Direction: From the items below, gather every line that contains the string "pillow" and copy each one in full.

Record set:
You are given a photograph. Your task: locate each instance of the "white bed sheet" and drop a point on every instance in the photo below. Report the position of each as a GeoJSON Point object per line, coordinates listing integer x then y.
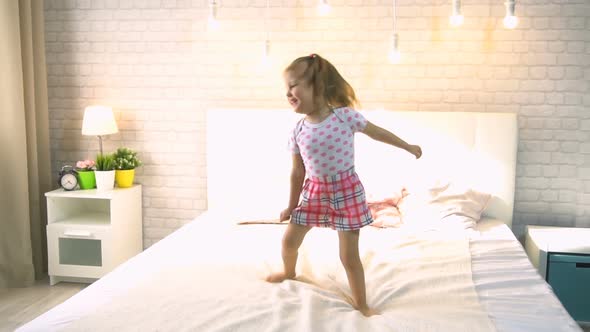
{"type": "Point", "coordinates": [132, 297]}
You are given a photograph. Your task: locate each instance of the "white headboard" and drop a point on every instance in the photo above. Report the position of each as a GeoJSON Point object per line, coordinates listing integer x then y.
{"type": "Point", "coordinates": [248, 164]}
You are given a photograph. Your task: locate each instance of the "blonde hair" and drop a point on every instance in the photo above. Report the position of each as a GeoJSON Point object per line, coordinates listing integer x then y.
{"type": "Point", "coordinates": [326, 81]}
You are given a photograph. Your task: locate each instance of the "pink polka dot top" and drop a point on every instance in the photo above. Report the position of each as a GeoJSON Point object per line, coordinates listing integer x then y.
{"type": "Point", "coordinates": [327, 148]}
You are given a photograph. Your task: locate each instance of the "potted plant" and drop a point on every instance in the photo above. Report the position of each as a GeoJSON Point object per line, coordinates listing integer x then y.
{"type": "Point", "coordinates": [105, 172]}
{"type": "Point", "coordinates": [125, 163]}
{"type": "Point", "coordinates": [85, 170]}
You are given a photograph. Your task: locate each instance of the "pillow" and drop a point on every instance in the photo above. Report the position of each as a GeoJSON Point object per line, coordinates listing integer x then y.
{"type": "Point", "coordinates": [444, 202]}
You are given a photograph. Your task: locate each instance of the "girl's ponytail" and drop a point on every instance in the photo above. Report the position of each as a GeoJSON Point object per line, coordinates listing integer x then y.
{"type": "Point", "coordinates": [326, 81]}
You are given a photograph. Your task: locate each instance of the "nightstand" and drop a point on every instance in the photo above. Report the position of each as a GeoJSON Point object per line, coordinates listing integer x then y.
{"type": "Point", "coordinates": [562, 257]}
{"type": "Point", "coordinates": [89, 233]}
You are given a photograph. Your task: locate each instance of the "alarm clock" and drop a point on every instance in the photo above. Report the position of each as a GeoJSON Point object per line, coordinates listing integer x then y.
{"type": "Point", "coordinates": [68, 178]}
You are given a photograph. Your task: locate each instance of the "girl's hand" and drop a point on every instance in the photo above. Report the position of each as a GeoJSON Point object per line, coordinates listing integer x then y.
{"type": "Point", "coordinates": [415, 150]}
{"type": "Point", "coordinates": [285, 214]}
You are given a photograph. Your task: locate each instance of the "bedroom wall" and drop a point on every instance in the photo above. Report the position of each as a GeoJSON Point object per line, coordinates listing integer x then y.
{"type": "Point", "coordinates": [159, 68]}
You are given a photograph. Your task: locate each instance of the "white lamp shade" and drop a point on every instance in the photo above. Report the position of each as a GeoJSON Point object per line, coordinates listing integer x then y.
{"type": "Point", "coordinates": [99, 120]}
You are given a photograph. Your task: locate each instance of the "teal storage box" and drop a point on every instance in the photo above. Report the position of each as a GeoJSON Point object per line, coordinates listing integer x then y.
{"type": "Point", "coordinates": [569, 276]}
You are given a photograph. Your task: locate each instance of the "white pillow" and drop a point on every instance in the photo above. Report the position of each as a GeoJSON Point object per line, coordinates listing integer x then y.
{"type": "Point", "coordinates": [445, 202]}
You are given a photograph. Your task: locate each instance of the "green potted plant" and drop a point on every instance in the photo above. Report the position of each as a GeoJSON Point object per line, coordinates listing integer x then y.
{"type": "Point", "coordinates": [85, 170]}
{"type": "Point", "coordinates": [125, 163]}
{"type": "Point", "coordinates": [105, 172]}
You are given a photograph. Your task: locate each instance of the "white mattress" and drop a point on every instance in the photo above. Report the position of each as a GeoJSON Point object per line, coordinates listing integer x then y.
{"type": "Point", "coordinates": [207, 276]}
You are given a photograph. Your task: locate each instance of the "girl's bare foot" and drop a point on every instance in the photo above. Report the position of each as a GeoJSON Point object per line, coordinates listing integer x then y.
{"type": "Point", "coordinates": [365, 310]}
{"type": "Point", "coordinates": [278, 277]}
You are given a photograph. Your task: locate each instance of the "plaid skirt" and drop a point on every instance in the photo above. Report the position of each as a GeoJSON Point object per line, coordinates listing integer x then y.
{"type": "Point", "coordinates": [336, 201]}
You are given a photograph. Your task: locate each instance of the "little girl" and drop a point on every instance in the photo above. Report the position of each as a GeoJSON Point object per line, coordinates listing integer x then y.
{"type": "Point", "coordinates": [322, 144]}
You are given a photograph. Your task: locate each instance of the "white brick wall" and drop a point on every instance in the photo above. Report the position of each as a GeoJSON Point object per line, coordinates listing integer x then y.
{"type": "Point", "coordinates": [156, 64]}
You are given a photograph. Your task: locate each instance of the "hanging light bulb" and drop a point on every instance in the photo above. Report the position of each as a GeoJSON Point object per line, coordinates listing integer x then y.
{"type": "Point", "coordinates": [212, 22]}
{"type": "Point", "coordinates": [510, 21]}
{"type": "Point", "coordinates": [324, 8]}
{"type": "Point", "coordinates": [266, 51]}
{"type": "Point", "coordinates": [456, 18]}
{"type": "Point", "coordinates": [394, 54]}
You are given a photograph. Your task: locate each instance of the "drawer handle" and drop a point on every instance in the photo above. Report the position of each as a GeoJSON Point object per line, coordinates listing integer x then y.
{"type": "Point", "coordinates": [78, 233]}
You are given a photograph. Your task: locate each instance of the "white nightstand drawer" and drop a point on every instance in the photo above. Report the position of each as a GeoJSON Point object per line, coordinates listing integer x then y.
{"type": "Point", "coordinates": [78, 250]}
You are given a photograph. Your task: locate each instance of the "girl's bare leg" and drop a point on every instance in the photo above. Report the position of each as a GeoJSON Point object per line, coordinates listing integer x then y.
{"type": "Point", "coordinates": [349, 255]}
{"type": "Point", "coordinates": [292, 240]}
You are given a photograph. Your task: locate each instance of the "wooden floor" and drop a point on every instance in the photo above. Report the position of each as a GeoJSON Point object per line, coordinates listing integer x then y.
{"type": "Point", "coordinates": [20, 305]}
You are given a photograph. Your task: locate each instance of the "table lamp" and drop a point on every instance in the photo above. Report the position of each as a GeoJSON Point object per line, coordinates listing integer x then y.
{"type": "Point", "coordinates": [99, 121]}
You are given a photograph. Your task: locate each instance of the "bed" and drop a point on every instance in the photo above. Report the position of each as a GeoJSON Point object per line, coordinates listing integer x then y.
{"type": "Point", "coordinates": [464, 271]}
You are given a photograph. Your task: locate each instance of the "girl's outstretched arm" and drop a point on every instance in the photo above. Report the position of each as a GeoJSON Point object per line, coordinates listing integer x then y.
{"type": "Point", "coordinates": [297, 177]}
{"type": "Point", "coordinates": [383, 135]}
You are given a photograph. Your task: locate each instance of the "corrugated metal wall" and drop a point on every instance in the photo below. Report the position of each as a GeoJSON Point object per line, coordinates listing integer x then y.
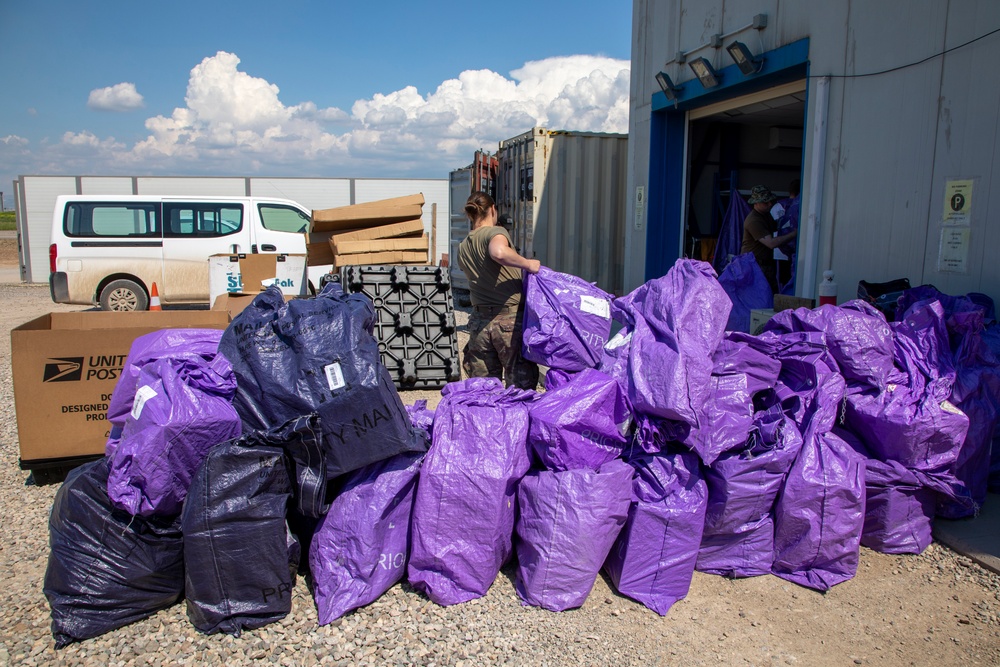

Written answer:
You are given a photograph. Your task: locate each instance of the "pillow" and drop a point on every instance in the photo above. Report the position of each as a GeoJSON Point object per line, coordinates listing integer x then y.
You are given a photograph. Your task: locate each instance of the "white pillow" and drop a point on every instance in the photo above. Report the position of each as a GeoJSON Point object per line, coordinates listing integer x then y.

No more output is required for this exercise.